Avec Marthe et Marie, se termine le chapitre 10 de Luc dont
l’unité ne saute pas aux yeux. Quel est, par exemple, le lien de cet épisode
avec celui du samaritain qui précède immédiatement ? Pourquoi ne pose-t-on
jamais la question ? On s’interroge en revanche sur l’attitude de Jésus à
l’égard de Marthe. Elle fait tout le boulot et est renvoyée dans les cordes.
Comment le service, attitude même de Jésus, et partant des disciples, peut-il être
relégué ?
N’aurions-nous pas bien écouté, à la différence de
Marie ? Pourquoi cette surdité ? Car enfin, Marthe est-elle bien
servante, qui commande au Maître lui-même ‑ « dis à ma sœur » ‑
et lui fait des reproches ‑ « cela ne te fait rien ? » ?
Elle possède sa maison qui ne semble
pas être celle de sa sœur. La servante est une patronne propriétaire ! Quant
à sa manière de recevoir et de servir, elle étonne : elle plante Jésus seul
et s’affaire jusqu'à s’en irriter.
Marie adopte évidemment la posture du service ; comment
le voyons-nous si peu ? Elle se tient aux pieds du Seigneur, l’accompagne
en véritable disciple dans l’écoute et se nourrit de la parole de l’hôte de sa
sœur. Elle semble ne rien posséder et être elle-même accueillie. Marthe en
ferait sa servante !
L’Eglise, comme Marthe, sous prétexte de servir et
d’accueillir Jésus, n’en fait qu’à son idée, ordonne et juge de tout, endosse
si peu la tenue de service et fait sentir son pouvoir. Elle se croit parfaite
mais n’est que mondaine, à faire comme le monde, à chercher l’efficacité, ce
qui rapporte. Elle n’a pas vu l’unique, la gratuité. Cause toujours, qu’elle
dit à son Seigneur, lui dictant ce qu’il devrait dire et penser. A confondre
service et action, L’Eglise se sert et possède, demeure préoccupée par elle-même
et non par celui qu’elle prétend recevoir. Jésus ne se préoccupe pas de lui, de
son identité. Il ne se prêche pas. Il est l’homme pour les autres parce que
c’est ainsi qu’il est le fils du Père des miséricordes.
Ce n’est pas parce qu’on « se donne du souci et s’agite
pour bien des choses » que l’on se fait, à l’instar du samaritain, le
prochain de tout homme. Jésus est-il le prochain de Marthe ? Jésus
avait-il seulement faim ? Parfois, se faire le prochain, c’est ne rien
faire, être assis et écouter, ou consoler et compatir, exister dans
l’impuissance. La générosité du samaritain ne saurait être le prétexte à la
puissance. De même pour l’Eglise. Il lui faut passer derrière, diminuer, prendre
sa croix. On n’est pas disciple à réussir sa vie ‑ quelle mondanité ! ‑
mais à rendre celle des autres possible et digne. « Qui veut sauver sa vie
la perdra. » « Les premiers, derniers. » C’est ainsi qu’a vécu
Jésus. La parabole n’a rien à faire de ce que la générosité du samaritain lui rapporterait.

========

CONSIGNES:
- 1) D'après le texte sur Marthe et Marie, quel chapitre de Luc s'achève avec cet épisode ?
- 2) Recopiez le passage du texte sur Marthe et Marie qui va de « N’aurions-nous pas bien » jusqu'à « sa servante ! ».
La liste qui suit provient d'une autre source.

DONNÉES FOURNIES:
========

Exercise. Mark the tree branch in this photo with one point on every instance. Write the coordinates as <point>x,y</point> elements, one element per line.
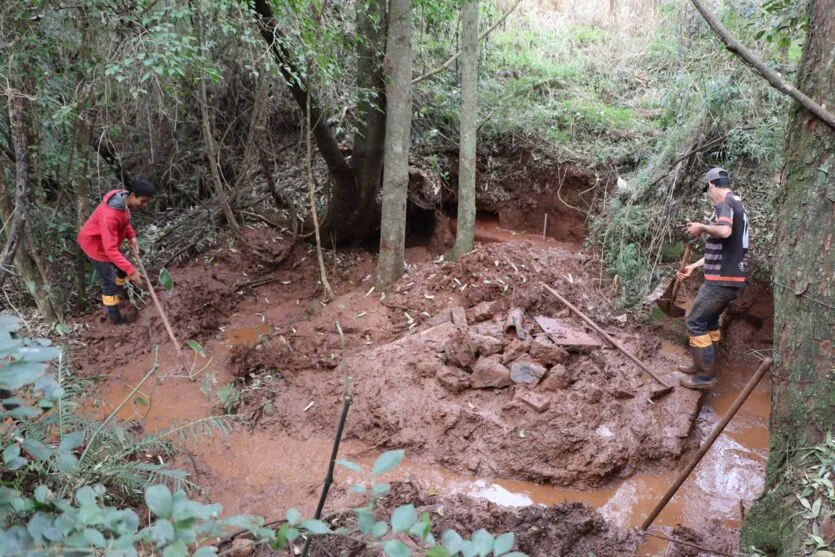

========

RÉPONSES ATTENDUES:
- 1) Le chapitre 10.

- 2)
N’aurions-nous pas bien écouté, à la différence de
Marie ? Pourquoi cette surdité ? Car enfin, Marthe est-elle bien
servante, qui commande au Maître lui-même ‑ « dis à ma sœur » ‑
et lui fait des reproches ‑ « cela ne te fait rien ? » ?
Elle possède sa maison qui ne semble
pas être celle de sa sœur. La servante est une patronne propriétaire ! Quant
à sa manière de recevoir et de servir, elle étonne : elle plante Jésus seul
et s’affaire jusqu'à s’en irriter.
Marie adopte évidemment la posture du service ; comment
le voyons-nous si peu ? Elle se tient aux pieds du Seigneur, l’accompagne
en véritable disciple dans l’écoute et se nourrit de la parole de l’hôte de sa
sœur. Elle semble ne rien posséder et être elle-même accueillie. Marthe en
ferait sa servante !